-------- Extracted material
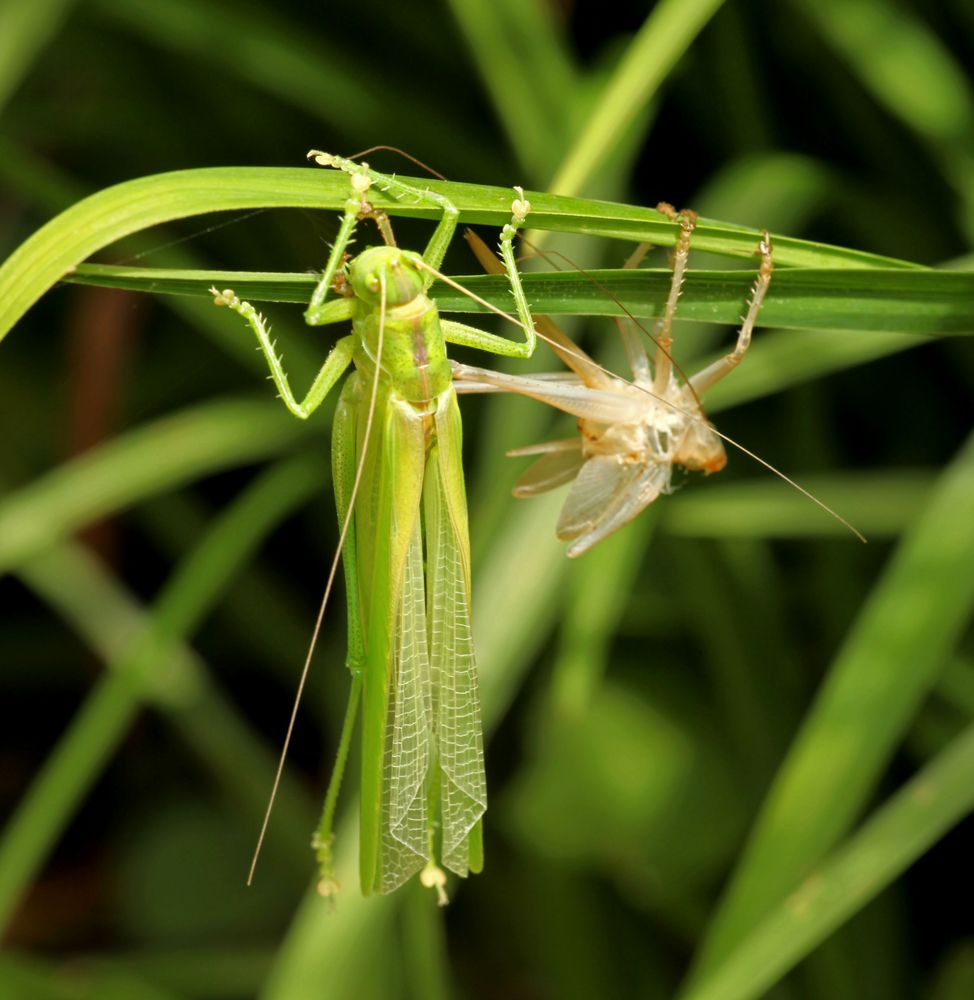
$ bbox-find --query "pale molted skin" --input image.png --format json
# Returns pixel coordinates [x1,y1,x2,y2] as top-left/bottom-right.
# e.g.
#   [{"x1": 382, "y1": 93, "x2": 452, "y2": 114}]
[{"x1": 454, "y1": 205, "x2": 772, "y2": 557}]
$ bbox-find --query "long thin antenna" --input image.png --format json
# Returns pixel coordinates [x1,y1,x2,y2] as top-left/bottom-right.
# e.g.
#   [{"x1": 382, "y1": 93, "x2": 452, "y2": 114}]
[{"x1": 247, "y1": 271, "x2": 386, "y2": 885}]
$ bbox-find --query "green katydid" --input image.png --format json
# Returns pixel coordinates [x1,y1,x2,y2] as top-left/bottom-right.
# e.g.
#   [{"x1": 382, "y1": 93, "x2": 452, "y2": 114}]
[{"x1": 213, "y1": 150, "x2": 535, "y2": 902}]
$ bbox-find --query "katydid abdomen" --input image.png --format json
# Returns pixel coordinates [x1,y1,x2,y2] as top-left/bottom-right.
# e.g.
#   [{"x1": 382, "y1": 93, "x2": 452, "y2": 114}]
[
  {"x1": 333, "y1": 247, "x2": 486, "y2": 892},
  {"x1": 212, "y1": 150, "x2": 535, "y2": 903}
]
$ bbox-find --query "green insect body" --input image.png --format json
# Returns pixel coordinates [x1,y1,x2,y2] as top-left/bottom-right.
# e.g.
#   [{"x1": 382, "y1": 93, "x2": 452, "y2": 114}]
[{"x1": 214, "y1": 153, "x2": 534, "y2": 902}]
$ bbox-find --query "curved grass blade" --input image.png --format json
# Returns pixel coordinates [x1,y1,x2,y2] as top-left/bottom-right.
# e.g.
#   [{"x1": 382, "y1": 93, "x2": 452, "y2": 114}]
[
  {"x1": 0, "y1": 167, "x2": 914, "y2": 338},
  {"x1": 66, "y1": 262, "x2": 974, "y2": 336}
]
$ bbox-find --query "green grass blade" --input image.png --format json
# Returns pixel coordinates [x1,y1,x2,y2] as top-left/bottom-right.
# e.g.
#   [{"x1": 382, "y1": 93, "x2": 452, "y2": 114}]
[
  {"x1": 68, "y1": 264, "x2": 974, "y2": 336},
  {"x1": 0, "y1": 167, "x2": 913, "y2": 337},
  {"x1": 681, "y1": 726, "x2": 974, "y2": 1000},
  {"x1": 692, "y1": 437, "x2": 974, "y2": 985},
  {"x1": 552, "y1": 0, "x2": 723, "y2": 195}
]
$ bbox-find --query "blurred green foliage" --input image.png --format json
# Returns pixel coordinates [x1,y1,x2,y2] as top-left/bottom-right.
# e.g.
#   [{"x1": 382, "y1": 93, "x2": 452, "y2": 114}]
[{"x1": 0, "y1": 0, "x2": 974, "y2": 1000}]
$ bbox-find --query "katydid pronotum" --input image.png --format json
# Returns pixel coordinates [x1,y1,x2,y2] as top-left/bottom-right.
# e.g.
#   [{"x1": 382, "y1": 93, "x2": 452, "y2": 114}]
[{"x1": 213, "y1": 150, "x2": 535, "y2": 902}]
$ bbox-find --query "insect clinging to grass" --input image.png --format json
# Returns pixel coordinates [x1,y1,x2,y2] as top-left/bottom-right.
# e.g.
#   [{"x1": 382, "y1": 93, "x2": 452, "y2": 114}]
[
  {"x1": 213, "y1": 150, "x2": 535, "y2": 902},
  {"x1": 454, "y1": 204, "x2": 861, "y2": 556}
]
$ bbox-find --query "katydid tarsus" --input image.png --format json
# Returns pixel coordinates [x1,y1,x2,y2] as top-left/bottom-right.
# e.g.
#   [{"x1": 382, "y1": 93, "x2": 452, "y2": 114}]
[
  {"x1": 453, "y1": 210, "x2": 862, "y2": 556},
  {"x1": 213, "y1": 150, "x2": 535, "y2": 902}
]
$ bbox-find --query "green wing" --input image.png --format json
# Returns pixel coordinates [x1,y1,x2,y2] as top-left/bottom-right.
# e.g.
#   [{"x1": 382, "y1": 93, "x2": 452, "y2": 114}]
----------------
Count the lines in the entries above that contain the string "insect", treating uppercase and lowercase as different. Give only the number.

2